-- start GIVEN DATA --

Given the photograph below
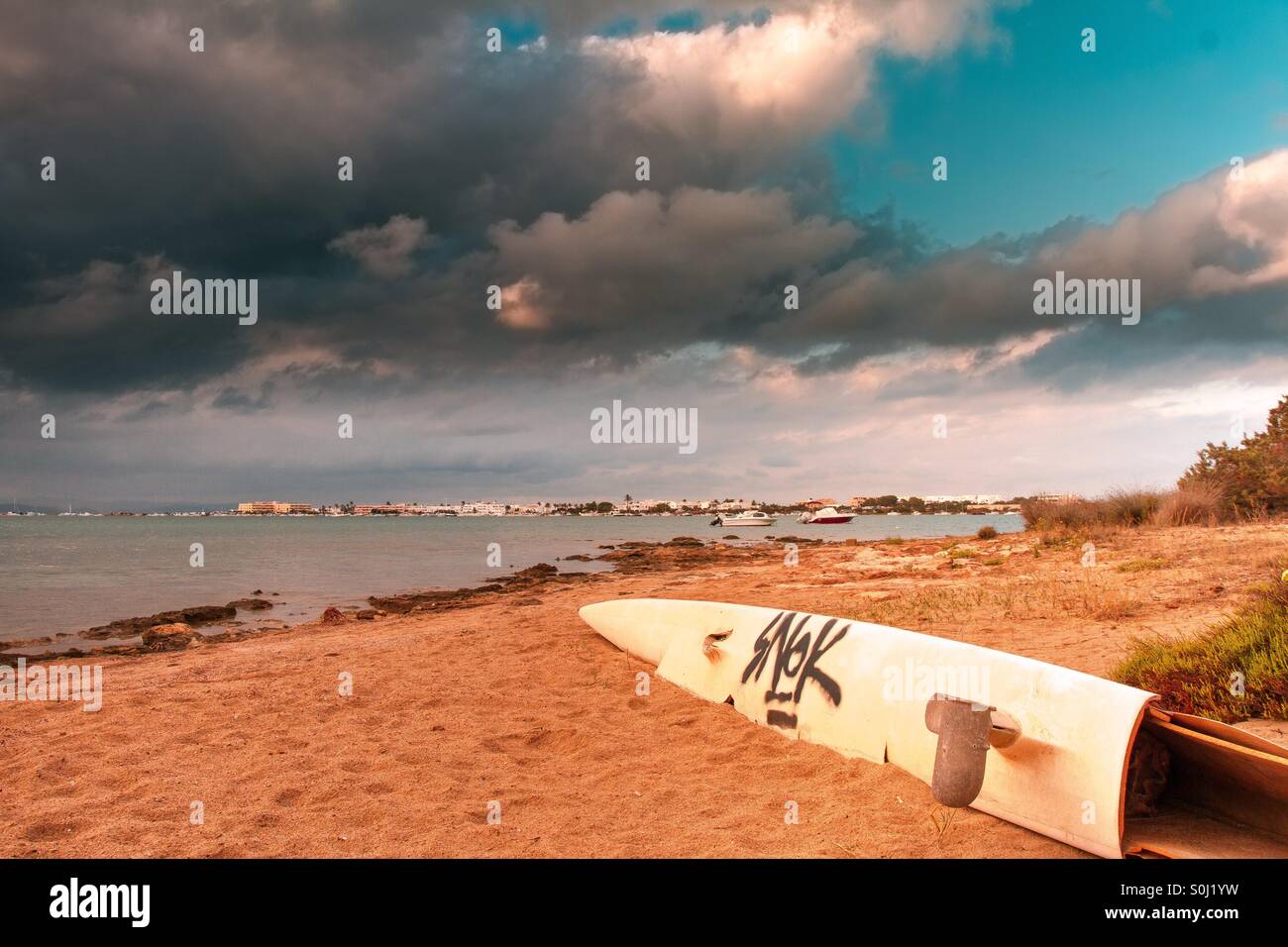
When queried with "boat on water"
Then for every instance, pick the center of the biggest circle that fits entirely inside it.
(824, 517)
(745, 518)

-- end GIVEN DATA --

TASK:
Can you copy the records above word for word, leaving out the pictures?

FINISHED ANSWER:
Given the photograph below
When queried with "boat on water"
Then for every instance, pick the center of the biggest circle that fits entirely inside it.
(824, 517)
(745, 518)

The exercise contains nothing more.